What needs to be done: Rewrite each line of the listing below as a numbered list, leaving out any blank lines.

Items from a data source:
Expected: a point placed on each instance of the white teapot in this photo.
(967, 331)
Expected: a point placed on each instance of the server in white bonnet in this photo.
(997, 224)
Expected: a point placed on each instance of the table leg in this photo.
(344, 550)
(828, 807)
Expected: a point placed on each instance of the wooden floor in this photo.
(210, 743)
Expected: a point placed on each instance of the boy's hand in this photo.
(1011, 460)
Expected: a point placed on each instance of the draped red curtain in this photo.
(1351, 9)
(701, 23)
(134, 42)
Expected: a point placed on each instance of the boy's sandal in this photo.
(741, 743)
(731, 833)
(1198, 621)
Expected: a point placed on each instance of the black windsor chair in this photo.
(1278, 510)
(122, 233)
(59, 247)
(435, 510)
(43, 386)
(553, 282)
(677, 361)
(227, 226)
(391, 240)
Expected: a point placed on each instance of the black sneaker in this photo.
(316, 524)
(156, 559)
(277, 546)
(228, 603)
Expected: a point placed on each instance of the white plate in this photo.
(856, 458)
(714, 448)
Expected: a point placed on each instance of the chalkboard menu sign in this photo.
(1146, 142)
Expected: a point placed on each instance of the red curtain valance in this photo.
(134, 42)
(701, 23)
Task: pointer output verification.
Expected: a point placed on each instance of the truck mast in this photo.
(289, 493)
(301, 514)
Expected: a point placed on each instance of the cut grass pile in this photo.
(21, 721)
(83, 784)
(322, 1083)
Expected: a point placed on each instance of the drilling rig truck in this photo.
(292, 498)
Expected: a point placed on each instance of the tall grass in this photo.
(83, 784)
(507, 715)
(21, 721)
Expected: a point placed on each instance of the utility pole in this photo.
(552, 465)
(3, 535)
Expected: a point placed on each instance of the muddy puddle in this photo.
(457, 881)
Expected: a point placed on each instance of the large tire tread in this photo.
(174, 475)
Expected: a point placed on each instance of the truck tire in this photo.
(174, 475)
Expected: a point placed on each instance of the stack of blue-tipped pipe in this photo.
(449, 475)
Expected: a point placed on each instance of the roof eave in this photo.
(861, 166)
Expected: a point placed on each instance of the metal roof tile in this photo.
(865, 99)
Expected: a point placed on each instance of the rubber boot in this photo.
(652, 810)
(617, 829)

Exercise answer:
1. Expected: a point placed on each instance of the white teapot in this photo.
2. (967, 331)
3. Expected: a point placed on each instance of the server in white bonnet in this photo.
4. (997, 224)
5. Expected: a point placed on each instance of the table leg in this photo.
6. (344, 550)
7. (828, 807)
8. Expected: a point placed on each instance of the wooden floor in this photo.
9. (210, 743)
10. Expected: a point placed on each instance of the boy's hand in this photo.
11. (1011, 460)
12. Expected: a point placed on each instance of the draped red curtain in this photo.
13. (1351, 9)
14. (701, 23)
15. (134, 42)
16. Expected: a point placed on each instance of the boy's sandal in this photo.
17. (741, 743)
18. (731, 833)
19. (1198, 621)
20. Expected: a point placed on each instance of the black windsor chair in this photo.
21. (1278, 510)
22. (122, 233)
23. (59, 247)
24. (435, 510)
25. (43, 386)
26. (553, 282)
27. (677, 361)
28. (227, 226)
29. (391, 240)
30. Expected: a point placed on each instance of the black sneaker in this photo.
31. (316, 524)
32. (156, 559)
33. (277, 546)
34. (228, 603)
35. Expected: a point placed on each instance of the white plate in this photo.
36. (856, 458)
37. (714, 448)
38. Expected: a point placed on each instance of the chalkboard menu sign in this photo.
39. (1146, 142)
40. Expected: a point placed on each instance of the red curtain valance in this photo.
41. (134, 42)
42. (701, 23)
43. Task: pointer output verification.
44. Expected: a point placed on each instance of the truck mast in this photo.
45. (289, 493)
46. (301, 514)
47. Expected: a point placed on each instance of the cut grass pile in this photo.
48. (21, 721)
49. (83, 784)
50. (322, 1083)
51. Expected: a point placed on each instance of the drilling rig truck in this photo.
52. (292, 498)
53. Expected: a point placed on each instance of the tall grass in this photo.
54. (83, 784)
55. (507, 715)
56. (21, 721)
57. Expected: a point placed on each instance of the utility pole in this photo.
58. (552, 465)
59. (3, 535)
60. Expected: a point placed on each instance of the muddy puddle in this photo.
61. (457, 881)
62. Expected: a point placed on each instance of the large tire tread in this photo.
63. (174, 475)
64. Expected: a point placed on each instance of the truck tire in this photo.
65. (174, 475)
66. Expected: a point placed on each instance of the stack of blue-tipped pipe in this photo.
67. (449, 475)
68. Expected: a point placed on each instance of the roof eave in this photo.
69. (861, 166)
70. Expected: a point placed on each instance of the metal roof tile in this photo.
71. (865, 99)
72. Expected: a point placed on each instance of the rubber boot in this photo.
73. (652, 810)
74. (617, 829)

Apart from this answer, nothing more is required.